**MATERIAL TO PROCESS**
* * *
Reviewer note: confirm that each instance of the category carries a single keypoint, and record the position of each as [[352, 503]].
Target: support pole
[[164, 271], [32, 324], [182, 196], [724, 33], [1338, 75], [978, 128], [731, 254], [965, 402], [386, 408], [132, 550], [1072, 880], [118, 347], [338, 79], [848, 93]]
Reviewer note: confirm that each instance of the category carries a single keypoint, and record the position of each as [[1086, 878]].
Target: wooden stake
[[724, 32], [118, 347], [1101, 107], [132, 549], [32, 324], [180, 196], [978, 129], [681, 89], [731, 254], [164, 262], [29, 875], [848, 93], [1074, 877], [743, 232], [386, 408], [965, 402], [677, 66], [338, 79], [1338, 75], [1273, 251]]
* * *
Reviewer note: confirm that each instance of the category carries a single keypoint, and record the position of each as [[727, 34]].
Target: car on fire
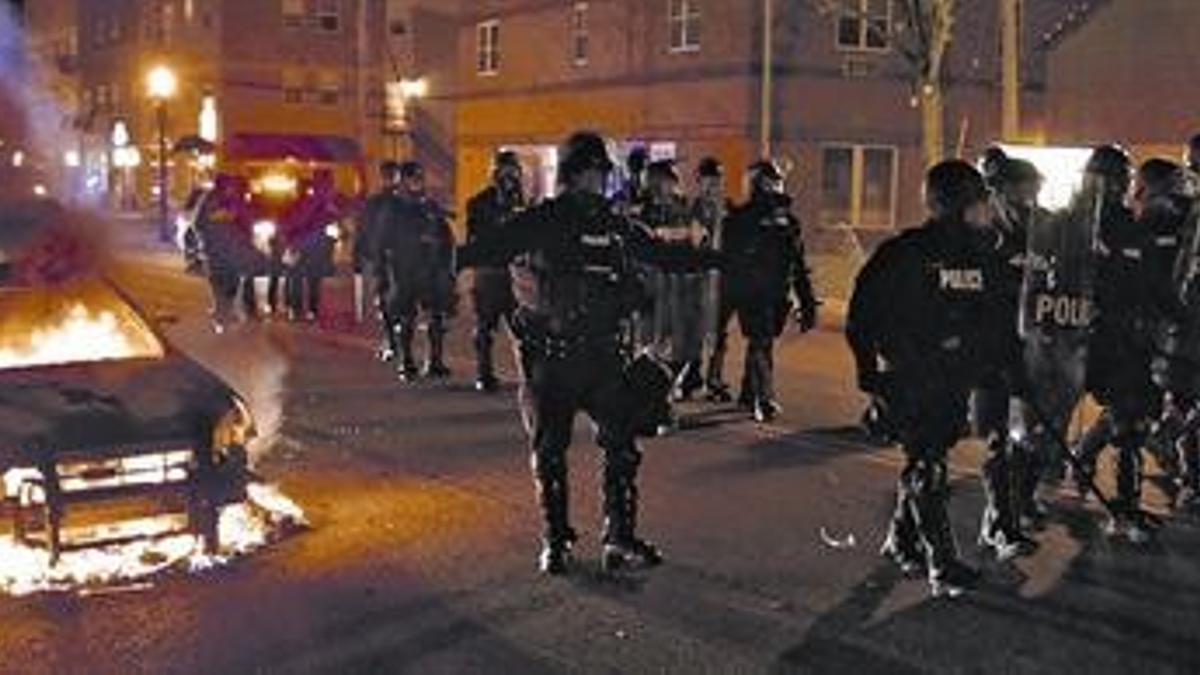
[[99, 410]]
* * *
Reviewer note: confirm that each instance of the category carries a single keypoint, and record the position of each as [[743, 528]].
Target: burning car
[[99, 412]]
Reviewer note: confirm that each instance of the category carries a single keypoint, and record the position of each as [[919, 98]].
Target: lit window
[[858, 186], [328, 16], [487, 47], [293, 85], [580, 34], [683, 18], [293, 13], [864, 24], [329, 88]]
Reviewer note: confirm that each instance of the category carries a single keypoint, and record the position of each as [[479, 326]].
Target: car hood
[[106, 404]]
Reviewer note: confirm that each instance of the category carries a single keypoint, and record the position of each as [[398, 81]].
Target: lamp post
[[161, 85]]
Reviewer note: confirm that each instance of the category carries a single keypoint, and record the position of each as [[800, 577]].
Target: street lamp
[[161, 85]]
* * *
**TASK REQUIREMENTS**
Rewrite the rows from the line containing "as [[352, 503]]." through the line containing "79], [848, 93]]", replacing "support pole" with "utility pole" and leaving everything else unchanged.

**ANSWER TO THE TASK**
Reviewer note: confirm that each instance of the category carries a single keypoint, and record the position of each as [[352, 503]].
Target: utility pole
[[164, 271], [32, 324], [182, 196], [724, 33], [1338, 75], [978, 128], [731, 254], [965, 402], [386, 408], [132, 550], [1072, 880], [118, 347], [338, 79], [848, 93]]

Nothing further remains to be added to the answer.